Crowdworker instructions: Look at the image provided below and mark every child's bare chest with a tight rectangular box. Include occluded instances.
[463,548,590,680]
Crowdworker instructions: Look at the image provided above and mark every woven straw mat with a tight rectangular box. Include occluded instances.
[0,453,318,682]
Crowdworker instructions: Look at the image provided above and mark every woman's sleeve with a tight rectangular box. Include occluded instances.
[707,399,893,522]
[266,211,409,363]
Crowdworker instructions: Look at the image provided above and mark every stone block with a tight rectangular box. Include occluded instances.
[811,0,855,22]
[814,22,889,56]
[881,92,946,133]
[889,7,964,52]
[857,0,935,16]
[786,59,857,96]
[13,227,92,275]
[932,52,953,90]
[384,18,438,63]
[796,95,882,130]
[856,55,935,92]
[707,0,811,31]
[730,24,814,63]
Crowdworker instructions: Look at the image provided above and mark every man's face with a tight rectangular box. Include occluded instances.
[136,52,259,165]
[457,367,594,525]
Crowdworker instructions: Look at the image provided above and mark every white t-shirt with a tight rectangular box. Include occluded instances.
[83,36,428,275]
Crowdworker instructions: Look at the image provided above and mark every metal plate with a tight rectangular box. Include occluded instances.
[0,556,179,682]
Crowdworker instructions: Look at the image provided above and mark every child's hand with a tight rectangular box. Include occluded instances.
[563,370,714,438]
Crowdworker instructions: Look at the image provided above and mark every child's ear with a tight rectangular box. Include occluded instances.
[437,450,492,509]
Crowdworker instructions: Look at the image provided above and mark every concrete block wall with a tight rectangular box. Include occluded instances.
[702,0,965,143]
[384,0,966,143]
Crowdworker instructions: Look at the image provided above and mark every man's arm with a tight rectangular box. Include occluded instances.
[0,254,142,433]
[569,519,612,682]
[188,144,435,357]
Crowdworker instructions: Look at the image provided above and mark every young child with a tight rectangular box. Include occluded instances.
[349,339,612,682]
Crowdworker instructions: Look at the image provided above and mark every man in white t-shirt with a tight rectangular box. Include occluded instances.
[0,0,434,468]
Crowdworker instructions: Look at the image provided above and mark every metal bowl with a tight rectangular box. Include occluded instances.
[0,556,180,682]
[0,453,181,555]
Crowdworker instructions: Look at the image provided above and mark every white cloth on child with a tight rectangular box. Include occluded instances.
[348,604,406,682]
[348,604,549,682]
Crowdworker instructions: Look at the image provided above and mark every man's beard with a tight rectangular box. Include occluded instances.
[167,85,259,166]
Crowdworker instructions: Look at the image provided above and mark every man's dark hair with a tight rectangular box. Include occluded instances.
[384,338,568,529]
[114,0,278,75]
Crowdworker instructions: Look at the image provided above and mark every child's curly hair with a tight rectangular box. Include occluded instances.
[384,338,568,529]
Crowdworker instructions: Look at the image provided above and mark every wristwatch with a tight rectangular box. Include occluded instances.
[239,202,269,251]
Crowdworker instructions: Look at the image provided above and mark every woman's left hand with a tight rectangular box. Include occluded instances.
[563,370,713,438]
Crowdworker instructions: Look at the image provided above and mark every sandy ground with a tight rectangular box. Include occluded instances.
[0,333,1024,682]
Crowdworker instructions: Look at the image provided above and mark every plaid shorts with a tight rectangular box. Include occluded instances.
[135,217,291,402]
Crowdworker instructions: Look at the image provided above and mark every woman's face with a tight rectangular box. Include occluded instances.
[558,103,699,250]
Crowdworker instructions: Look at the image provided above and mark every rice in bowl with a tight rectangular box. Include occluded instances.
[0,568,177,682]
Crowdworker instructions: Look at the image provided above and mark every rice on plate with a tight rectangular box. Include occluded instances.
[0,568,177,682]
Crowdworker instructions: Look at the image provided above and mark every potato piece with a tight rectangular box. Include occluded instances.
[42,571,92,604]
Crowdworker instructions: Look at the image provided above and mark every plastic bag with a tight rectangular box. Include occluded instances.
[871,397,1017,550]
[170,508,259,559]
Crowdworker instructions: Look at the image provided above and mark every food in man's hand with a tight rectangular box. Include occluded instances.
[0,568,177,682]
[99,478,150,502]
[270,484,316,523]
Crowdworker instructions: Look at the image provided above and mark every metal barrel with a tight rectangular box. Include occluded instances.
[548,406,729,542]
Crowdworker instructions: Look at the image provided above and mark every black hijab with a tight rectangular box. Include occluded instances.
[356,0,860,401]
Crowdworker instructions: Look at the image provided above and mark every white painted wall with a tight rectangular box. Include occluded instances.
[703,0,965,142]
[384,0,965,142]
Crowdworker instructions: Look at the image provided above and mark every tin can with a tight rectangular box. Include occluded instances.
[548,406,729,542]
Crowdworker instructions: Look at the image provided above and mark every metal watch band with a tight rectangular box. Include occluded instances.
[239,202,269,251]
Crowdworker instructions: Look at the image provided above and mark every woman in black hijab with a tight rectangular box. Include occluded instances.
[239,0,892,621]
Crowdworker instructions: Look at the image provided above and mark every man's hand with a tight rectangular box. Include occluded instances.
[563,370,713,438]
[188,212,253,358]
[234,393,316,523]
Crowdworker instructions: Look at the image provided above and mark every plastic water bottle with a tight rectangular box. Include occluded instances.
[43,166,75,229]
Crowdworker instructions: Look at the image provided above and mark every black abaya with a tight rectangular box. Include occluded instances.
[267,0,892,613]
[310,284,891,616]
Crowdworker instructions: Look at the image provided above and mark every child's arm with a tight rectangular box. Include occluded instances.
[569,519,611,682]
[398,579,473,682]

**What the exercise asks**
Reproduce all the records above, substituting "tight bounding box" for every occurrence of "tight rectangular box" and leaving everything else unchanged.

**Worked solution**
Crowdworker instructions: Look at the image provided below and mark every child's bare chest with a tight bounding box. Include occluded instances.
[463,548,590,680]
Crowdworker instructions: Look at the image provided above and mark every woven straw mat with a tight bounding box. Include occluded instances.
[0,453,318,682]
Crowdworker instructions: Look at the image provided above and mark every woman's sleeve with a tight bounding box. Include occluded instances.
[707,399,893,522]
[266,211,409,363]
Crowdworker instructions: Look at the image provided above and mark every stone block with a tight bounding box. Include occluded instances.
[811,0,855,22]
[814,22,889,56]
[881,92,946,133]
[889,7,964,52]
[857,0,935,16]
[786,59,857,96]
[13,227,92,275]
[932,52,953,90]
[384,18,438,63]
[796,95,882,130]
[856,55,935,92]
[707,0,811,31]
[730,24,814,63]
Crowdworker instructions: Look at the image provided above and mark every man's face with a tight bounding box. Include occluded instances.
[136,52,259,165]
[457,367,594,525]
Crowdworker instructions: Look at the image provided above and mark every white t-shirt with a tight bounding box. Include occluded instances.
[83,36,428,275]
Crowdworker instructions: Look at the image provided above and mark every metal plate with a tight bounding box. Include occluded instances.
[0,556,179,682]
Crowdworker instructions: Look at the image provided above and mark every child's hand with a tight bounding box. Include occluded instances.
[563,370,714,438]
Crowdworker instructions: Look at the image provided above and mark every child's ear with a tight bounding box. Include occluded instances.
[437,450,492,509]
Crowdworker instructions: Look at the image provided above and mark every concrete block wall with a tight bounding box. Include occluded instances.
[702,0,965,143]
[384,0,966,143]
Crowdworker instructions: Look at the image provided above and mark every man's arm with a tight bounding box. Include occluded instances.
[0,254,142,433]
[569,519,612,682]
[188,144,435,357]
Crowdworker instructions: Look at the image provided above and mark every young child with a tight bounding box. Include occluded instances.
[349,339,612,682]
Crowdworker instructions: Look at the image provided above and mark every man in white t-shirt with a tight bounding box. Include occluded instances.
[0,0,434,468]
Crowdworker instructions: Look at the image provided above and mark every metal bowl with a tight bounding box. Include occluded instances.
[0,556,180,682]
[0,453,181,555]
Crowdworker instructions: Look at the image provided above and mark every white cloth on child with a tight bounding box. Include occluded instances.
[348,604,406,682]
[348,604,549,682]
Crowdworker instructions: Look at the image provided above and mark every man's beard with a tight bounding box. Include occluded instances.
[167,85,259,166]
Crowdworker instructions: Look at the image provided above and mark every man's dark hair with a tight bounding box. Include occluded instances.
[384,338,568,529]
[114,0,278,75]
Crowdworker instructions: Look at the image provided above and mark every child's curly hair with a tight bounding box. Include occluded instances.
[384,338,568,529]
Crowdworker instructions: Look at the image provided above and mark every wristwatch with a tight bounding box. Include occluded instances.
[239,202,269,251]
Crowdworker instructions: Look at the image provided above and mark every woman's left hand with a tight bounding box. Include occluded instances.
[563,370,713,438]
Crowdworker instructions: Look at the image provided above and mark every sandy ground with a tight bounding box. Include occluded instances.
[0,333,1024,682]
Crowdworker instructions: Look at the image provided above and mark every plaid shorts with a tight bounding box. Include occluded instances.
[135,217,291,402]
Crowdworker instructions: Look at the image provided above and mark every woman's face with a tight bounding box. Include occluded instances.
[558,103,699,250]
Crowdworker instructions: Look at the image provided above and mark every rice in bowl with a tight bounding box. Include occluded instances.
[0,568,177,682]
Crowdworker instructions: Look at the image provided above and mark every rice on plate with a tight bounding box. Include occluded instances.
[0,568,177,682]
Crowdworker instructions: Look at the image provided above and mark every potato piece with a tight bounding box. Include occluded instances.
[42,571,92,604]
Crowdworker instructions: Look at the image provided above and mark every plastic bag with a tight bounding box. Include occluded instances.
[871,397,1017,550]
[170,508,259,559]
Crowdworker instructions: Look at the image provided above and mark every food in man's hand with a tight bounding box. Include occluded instances.
[0,568,177,682]
[99,478,150,502]
[270,484,316,523]
Crowdworker instructions: Look at the image provided above and mark every metal barrel with a tight bounding box. Include occluded instances.
[548,406,729,542]
Crowdworker instructions: Look at the image provided above and mark every black hijab with a tight bounding box. Include occluded instances.
[356,0,860,401]
Crowdworker instructions: Look at the image provided above and mark every white painted wall with a tight bounding box. Include occluded instances.
[703,0,965,142]
[384,0,965,142]
Crowdworker instructions: Look at the image provided above and mark every tin can with a tight bounding box. Include occluded instances.
[548,406,729,542]
Crowdworker instructions: Look at the image provided above and mark every metal watch band with a tight bounding box. Include occluded instances.
[239,202,269,251]
Crowdworker instructions: Look at the image provided above and mark every woman in black hijab with a tight bounding box. Include occluded instances.
[239,0,892,621]
Crowdworker instructions: Look at the image provided above and mark every man's hand with a tight bounding box. Include occluded instances.
[563,370,713,438]
[188,212,253,358]
[234,393,316,523]
Crowdworker instructions: Look at the image provided above and mark every plastic water bottle with a tight bounding box. Include occluded instances.
[43,166,75,229]
Crowdworker instructions: Look at the image provided above and mark every black abaya with a tight bounding box. Include occluded instances.
[267,0,892,613]
[310,284,891,616]
Crowdworker instructions: Look at the image provided above and mark every child's arm with a tight bounding box. Include occluded instances.
[569,519,611,682]
[398,579,473,682]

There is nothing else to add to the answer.